## RAW DATA:
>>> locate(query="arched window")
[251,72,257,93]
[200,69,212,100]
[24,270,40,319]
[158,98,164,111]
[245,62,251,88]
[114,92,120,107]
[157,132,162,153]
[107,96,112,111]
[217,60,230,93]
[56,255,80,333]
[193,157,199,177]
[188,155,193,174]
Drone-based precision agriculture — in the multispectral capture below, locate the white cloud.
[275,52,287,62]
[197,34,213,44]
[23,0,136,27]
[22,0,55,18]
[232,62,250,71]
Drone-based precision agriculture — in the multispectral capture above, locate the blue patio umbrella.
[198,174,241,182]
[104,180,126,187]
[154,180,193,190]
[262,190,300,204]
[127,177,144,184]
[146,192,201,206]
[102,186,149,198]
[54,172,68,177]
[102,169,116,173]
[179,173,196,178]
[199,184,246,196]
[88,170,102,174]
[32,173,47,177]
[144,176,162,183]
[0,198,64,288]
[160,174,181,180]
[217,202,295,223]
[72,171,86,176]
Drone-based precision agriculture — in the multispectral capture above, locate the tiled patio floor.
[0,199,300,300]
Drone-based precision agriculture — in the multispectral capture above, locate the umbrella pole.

## TASK REQUIREMENTS:
Copy every line of the material above, word for word and in the same order.

## EXERCISE OUTPUT:
>>> locate(query="arched window")
[251,72,257,93]
[200,69,212,100]
[24,270,40,319]
[158,98,164,111]
[245,62,251,88]
[114,92,120,107]
[157,132,162,153]
[107,96,112,111]
[217,60,230,93]
[56,255,80,333]
[193,157,199,177]
[188,155,193,174]
Drone-based precision agriculture — in the multispectral capture below, locate the white cloud.
[275,52,287,62]
[197,34,213,44]
[23,0,136,27]
[22,0,55,18]
[232,62,250,71]
Drone-based precision agriculture — in the multispectral capture above, locate the blue patio umbrella.
[198,174,241,182]
[104,180,126,187]
[154,180,193,190]
[262,190,300,204]
[127,177,144,184]
[146,192,201,206]
[102,186,149,198]
[54,172,68,177]
[102,169,116,173]
[179,173,196,178]
[199,184,246,196]
[88,170,102,174]
[32,173,47,177]
[144,176,162,183]
[0,198,64,288]
[160,174,181,180]
[217,202,295,223]
[72,171,86,176]
Drone-based precision agriculture — in the multispectral capture above, locate the tiled patio floor.
[0,199,300,300]
Drone-based precision agriculture — in the multispectral capture above, locate the umbrella pole.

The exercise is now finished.